Directions. Return all lines of the records that contain the word "tree".

Given data.
'''

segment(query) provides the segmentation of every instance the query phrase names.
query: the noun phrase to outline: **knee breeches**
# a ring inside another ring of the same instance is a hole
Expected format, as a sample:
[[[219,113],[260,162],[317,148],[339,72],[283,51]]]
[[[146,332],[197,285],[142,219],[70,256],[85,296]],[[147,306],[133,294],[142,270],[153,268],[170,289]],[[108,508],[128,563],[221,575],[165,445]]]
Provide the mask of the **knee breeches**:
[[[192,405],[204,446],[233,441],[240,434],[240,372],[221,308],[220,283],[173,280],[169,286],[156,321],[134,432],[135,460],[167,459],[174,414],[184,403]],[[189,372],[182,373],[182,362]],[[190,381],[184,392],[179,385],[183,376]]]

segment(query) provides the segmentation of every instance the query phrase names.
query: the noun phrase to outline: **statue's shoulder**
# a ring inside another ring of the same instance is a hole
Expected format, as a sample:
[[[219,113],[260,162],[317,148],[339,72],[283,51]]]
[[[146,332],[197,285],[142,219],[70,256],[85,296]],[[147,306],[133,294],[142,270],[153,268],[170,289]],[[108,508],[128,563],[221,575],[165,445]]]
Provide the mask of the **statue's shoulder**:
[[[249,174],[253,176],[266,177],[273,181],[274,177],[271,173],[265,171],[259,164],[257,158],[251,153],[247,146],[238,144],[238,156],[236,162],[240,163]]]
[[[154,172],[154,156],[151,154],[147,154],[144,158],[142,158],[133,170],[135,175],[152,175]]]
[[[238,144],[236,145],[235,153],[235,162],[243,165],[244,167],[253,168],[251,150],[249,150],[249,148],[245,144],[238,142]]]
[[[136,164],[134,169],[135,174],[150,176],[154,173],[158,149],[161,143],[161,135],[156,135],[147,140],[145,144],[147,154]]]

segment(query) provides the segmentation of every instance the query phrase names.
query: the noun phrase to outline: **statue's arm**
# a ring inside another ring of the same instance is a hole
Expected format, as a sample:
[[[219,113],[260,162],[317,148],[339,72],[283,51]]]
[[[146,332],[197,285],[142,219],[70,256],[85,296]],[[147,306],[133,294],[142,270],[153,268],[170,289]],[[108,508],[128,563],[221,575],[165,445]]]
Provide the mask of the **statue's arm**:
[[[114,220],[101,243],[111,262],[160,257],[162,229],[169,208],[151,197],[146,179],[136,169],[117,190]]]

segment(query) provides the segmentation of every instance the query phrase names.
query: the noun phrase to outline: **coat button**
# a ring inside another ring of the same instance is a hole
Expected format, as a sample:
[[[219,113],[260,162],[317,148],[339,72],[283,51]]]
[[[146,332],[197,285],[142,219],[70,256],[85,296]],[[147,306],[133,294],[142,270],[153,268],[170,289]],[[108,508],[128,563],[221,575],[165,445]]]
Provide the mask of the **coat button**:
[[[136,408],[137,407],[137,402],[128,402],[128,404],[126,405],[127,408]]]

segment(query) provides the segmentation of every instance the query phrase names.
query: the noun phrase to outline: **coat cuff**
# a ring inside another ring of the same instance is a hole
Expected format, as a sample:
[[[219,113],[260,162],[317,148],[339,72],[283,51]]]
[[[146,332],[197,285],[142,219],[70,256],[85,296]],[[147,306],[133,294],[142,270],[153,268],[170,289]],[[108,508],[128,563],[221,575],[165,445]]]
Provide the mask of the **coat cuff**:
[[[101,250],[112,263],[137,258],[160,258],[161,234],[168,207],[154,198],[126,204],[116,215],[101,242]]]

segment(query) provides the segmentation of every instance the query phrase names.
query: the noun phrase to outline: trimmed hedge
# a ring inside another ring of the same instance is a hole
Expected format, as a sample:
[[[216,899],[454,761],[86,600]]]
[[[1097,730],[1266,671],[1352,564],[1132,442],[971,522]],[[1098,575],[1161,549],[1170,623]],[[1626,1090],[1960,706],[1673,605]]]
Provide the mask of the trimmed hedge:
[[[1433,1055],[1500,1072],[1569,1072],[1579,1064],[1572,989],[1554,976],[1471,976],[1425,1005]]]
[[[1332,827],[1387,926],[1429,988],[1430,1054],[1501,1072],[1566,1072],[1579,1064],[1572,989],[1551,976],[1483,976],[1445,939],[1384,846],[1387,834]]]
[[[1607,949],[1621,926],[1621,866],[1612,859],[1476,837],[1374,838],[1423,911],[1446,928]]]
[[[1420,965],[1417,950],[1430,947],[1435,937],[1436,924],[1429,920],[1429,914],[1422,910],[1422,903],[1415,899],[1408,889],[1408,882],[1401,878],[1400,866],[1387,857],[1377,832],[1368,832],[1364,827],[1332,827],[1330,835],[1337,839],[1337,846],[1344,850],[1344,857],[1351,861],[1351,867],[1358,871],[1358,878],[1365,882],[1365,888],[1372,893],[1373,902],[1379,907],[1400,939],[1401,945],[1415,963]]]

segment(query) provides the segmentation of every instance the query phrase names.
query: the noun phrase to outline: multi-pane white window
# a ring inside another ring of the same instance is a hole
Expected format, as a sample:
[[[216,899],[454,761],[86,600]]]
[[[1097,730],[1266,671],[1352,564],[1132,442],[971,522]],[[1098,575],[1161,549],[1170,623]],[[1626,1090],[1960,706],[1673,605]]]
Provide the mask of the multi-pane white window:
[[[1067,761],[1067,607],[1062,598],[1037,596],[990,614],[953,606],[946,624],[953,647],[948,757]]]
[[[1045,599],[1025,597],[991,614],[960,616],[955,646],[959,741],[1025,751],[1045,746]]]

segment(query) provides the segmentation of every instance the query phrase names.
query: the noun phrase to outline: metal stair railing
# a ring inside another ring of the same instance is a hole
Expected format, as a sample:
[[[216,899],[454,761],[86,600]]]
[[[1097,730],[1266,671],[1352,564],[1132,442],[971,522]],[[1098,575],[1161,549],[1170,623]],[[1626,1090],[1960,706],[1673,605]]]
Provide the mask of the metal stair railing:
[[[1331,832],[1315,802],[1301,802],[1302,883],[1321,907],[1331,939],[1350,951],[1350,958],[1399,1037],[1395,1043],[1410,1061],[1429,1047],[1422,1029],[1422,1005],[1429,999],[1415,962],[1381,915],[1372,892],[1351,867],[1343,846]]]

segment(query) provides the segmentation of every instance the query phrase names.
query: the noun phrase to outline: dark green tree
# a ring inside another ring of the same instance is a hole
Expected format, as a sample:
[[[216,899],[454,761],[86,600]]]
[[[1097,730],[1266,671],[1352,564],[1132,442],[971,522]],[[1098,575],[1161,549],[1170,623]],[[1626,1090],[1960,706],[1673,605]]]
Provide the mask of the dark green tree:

'''

Your response.
query: the noun phrase to outline: dark green tree
Provide the mask of the dark green tree:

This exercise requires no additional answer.